* [Supplied passage]:
-------

2

I have the following tables mapped with Entity Framework:

Invoices (InvoiceID, InvoiceNumber, IsPaid)
Parts (PartID, PartNumber, OrganisationID, IsActive)
Invoices_Parts (InvoiceID, PartID, Quantity, IsClaimed)

I'm trying to get a List of InvoiceIDs from the Invoices_Parts table with a number of conditions. The condition I'm having a problem with is "where any Part from Invoices_Parts is active".

The code so far:

IQueryable<int> partIds = db.Parts.Where(x => 
    x.OrganisationID == loggedInUser.OrganisationID).Select(y => y.PartID);
    // && x.IsActive

List<string> invoiceIds = db.Invoices_Parts.Where(x => 
    !x.IsClaimed && x.Invoice.IsPaid && partIds.Contains(x.PartID)
    .DistinctBy(y => y.InvoiceID)
    .Select(z => z.InvoiceID.ToString()).ToList();

I've commented out "&& x.IsActive" because I want the list of InvoiceIDs to be such that at least one part must meet the IsActive condition - I don't want to filter out all the parts where IsActive is false. How do I achieve this in LINQ without manually looping through collections and adding/removing items?

-------

* [What to do]:
[1] Answer these from the Entity Framework question:
(a) Which columns does the Invoices_Parts table have?
(b) What condition has the writer commented out in the code?
(c) What does the writer want to avoid doing to get the result in LINQ?
[2] Rewrite the stretch of the Entity Framework question from "I have the following" through "PartNumber, OrganisationID, IsActive)", swapping "OrganisationID" for "CompanyID" each time it occurs.
Answer from the text above alone.

* [Supplied records]:
-------

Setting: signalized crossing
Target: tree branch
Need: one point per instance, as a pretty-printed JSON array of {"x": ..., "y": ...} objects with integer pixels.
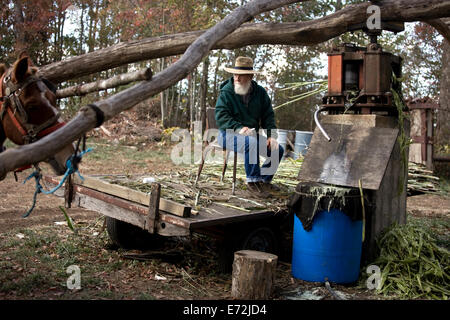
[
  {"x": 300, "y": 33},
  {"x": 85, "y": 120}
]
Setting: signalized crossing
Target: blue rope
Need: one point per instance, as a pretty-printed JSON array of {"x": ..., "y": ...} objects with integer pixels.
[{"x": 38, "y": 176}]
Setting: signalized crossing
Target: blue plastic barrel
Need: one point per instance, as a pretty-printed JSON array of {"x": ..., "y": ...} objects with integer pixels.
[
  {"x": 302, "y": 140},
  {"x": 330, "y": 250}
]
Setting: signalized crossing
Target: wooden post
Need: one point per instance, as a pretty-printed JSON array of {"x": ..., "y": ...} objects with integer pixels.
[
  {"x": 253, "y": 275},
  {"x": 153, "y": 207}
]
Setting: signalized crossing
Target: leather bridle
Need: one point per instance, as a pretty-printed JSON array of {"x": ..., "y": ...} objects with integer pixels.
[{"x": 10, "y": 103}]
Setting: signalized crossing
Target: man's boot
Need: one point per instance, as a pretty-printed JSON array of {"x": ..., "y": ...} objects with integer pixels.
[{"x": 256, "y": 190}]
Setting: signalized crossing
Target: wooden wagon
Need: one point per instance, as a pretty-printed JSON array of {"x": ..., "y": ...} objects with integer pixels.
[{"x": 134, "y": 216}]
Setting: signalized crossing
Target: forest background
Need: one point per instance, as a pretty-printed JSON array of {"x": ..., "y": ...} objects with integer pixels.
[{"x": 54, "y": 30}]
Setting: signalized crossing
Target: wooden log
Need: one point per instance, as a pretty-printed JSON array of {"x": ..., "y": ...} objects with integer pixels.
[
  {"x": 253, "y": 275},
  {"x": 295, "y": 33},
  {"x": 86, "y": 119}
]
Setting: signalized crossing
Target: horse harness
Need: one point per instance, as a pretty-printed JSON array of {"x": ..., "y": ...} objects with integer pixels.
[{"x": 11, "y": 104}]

-------

* [Problem solutions]:
[1]
(a) InvoiceID, PartID, Quantity and IsClaimed.
(b) "&& x.IsActive".
(c) Manually looping through collections and adding or removing items.

[2]
I have the following tables mapped with Entity Framework:

Invoices (InvoiceID, InvoiceNumber, IsPaid)
Parts (PartID, PartNumber, CompanyID, IsActive)